• **抜粋**:
キッズドアは2007年の1月に立ち上げました。きっかけはイギリスから帰国して、日本の子育ては非常にお金がかかる、と実感したことでした。 塾や習い事をさせたいのに、家庭の経済状態によってはできない。そのため学習のチャンスを失ってしまう子が多いのはもったいないですよね。そういう子どものために、支援団体を探したのですが当時はどこにもなくて、自分でやるしかないと立ち上げました。2010年から無料学習会をはじめ、今年で7年目になります。

-子どもの貧困問題が表面化したのは最近ですよね。

2007年に立ち上げた当時は、日本にも子どもの貧困があるということ自体があまり知られていませんでした。今は多くの方が「重要な課題だよね」と認識してくれています。

-どんな家庭環境の子が多いですか?

母子家庭が多いです。ほかにも年収は低所得ではないけど子どもの人数が多い、祖父母の面倒を見ているという方もいますね。一見普通のご家庭でも、きょうだいが多いとすごく大変なんです。そうなると、普通の収入があったとしても経済的に厳しいですよね。

-生徒募集や告知はどのようにしていますか?

• **提供データ**:
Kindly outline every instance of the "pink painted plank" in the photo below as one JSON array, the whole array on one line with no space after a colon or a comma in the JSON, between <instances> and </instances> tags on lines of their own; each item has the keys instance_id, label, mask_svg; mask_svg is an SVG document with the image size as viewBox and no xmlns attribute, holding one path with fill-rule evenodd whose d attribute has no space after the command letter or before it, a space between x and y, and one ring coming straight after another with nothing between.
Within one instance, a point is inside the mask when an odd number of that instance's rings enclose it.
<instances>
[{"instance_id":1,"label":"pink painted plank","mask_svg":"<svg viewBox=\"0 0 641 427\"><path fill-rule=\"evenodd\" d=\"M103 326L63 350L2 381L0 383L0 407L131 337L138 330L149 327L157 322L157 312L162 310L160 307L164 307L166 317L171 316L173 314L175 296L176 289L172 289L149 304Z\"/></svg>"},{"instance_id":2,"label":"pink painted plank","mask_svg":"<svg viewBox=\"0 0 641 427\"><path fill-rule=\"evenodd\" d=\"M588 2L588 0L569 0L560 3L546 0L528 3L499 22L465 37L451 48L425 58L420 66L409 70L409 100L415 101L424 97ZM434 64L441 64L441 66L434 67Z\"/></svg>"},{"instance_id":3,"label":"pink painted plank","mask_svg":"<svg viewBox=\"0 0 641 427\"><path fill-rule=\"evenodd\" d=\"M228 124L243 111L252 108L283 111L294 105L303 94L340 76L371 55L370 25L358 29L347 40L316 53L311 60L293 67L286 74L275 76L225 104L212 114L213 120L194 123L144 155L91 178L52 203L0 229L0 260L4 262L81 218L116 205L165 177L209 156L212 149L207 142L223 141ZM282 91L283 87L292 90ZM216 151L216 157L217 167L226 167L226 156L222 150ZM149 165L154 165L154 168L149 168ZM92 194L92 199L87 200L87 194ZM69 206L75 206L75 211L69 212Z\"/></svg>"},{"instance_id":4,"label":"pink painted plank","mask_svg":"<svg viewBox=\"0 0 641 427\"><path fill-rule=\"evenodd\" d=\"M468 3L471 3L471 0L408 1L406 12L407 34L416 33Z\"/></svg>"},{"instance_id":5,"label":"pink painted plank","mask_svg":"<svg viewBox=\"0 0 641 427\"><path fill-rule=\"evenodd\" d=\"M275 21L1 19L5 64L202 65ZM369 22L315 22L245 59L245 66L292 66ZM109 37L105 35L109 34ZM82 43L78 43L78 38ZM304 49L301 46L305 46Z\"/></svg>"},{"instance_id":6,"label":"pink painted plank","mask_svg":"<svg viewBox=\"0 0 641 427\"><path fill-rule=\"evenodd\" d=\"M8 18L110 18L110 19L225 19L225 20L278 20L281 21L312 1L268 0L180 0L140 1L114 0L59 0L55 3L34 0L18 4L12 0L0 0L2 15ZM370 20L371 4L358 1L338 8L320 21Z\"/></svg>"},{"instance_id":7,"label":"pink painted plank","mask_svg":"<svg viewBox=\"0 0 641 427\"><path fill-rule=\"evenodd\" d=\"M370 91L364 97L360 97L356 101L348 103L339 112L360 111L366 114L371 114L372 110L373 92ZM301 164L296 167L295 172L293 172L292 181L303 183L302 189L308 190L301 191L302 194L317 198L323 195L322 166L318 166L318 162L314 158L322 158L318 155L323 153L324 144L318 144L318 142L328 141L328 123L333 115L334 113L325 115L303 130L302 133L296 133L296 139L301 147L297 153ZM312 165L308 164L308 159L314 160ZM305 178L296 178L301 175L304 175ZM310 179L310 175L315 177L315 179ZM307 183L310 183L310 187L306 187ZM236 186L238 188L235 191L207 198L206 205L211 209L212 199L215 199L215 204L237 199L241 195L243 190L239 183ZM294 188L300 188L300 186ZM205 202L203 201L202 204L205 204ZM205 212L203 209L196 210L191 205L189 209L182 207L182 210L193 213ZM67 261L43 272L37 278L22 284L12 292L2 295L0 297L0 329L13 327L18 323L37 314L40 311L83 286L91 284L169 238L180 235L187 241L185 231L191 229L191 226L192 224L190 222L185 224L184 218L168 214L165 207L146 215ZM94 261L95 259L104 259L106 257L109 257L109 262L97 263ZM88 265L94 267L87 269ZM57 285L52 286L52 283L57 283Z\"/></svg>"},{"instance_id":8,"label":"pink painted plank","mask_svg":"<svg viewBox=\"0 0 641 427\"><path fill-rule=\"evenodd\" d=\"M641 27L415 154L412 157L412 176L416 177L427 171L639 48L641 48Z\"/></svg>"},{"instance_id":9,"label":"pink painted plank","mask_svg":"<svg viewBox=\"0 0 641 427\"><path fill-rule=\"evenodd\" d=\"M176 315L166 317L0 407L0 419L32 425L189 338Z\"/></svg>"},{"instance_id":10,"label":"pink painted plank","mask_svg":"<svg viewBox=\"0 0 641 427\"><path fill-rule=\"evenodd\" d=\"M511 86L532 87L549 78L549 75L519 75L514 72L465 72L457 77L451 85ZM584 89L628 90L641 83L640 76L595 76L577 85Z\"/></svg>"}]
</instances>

• **作業内容**:
A - キッズドアについての抜粋を、一字一句変えずに全文書き写してください。
B - エントリの中で「when」という文字列を含む行の数を、数字だけで答えてください。大文字と小文字は区別します。

• **期待される結果**:
A -
キッズドアは2007年の1月に立ち上げました。きっかけはイギリスから帰国して、日本の子育ては非常にお金がかかる、と実感したことでした。 塾や習い事をさせたいのに、家庭の経済状態によってはできない。そのため学習のチャンスを失ってしまう子が多いのはもったいないですよね。そういう子どものために、支援団体を探したのですが当時はどこにもなくて、自分でやるしかないと立ち上げました。2010年から無料学習会をはじめ、今年で7年目になります。

-子どもの貧困問題が表面化したのは最近ですよね。

2007年に立ち上げた当時は、日本にも子どもの貧困があるということ自体があまり知られていませんでした。今は多くの方が「重要な課題だよね」と認識してくれています。

-どんな家庭環境の子が多いですか?

母子家庭が多いです。ほかにも年収は低所得ではないけど子どもの人数が多い、祖父母の面倒を見ているという方もいますね。一見普通のご家庭でも、きょうだいが多いとすごく大変なんです。そうなると、普通の収入があったとしても経済的に厳しいですよね。

-生徒募集や告知はどのようにしていますか?

B - 1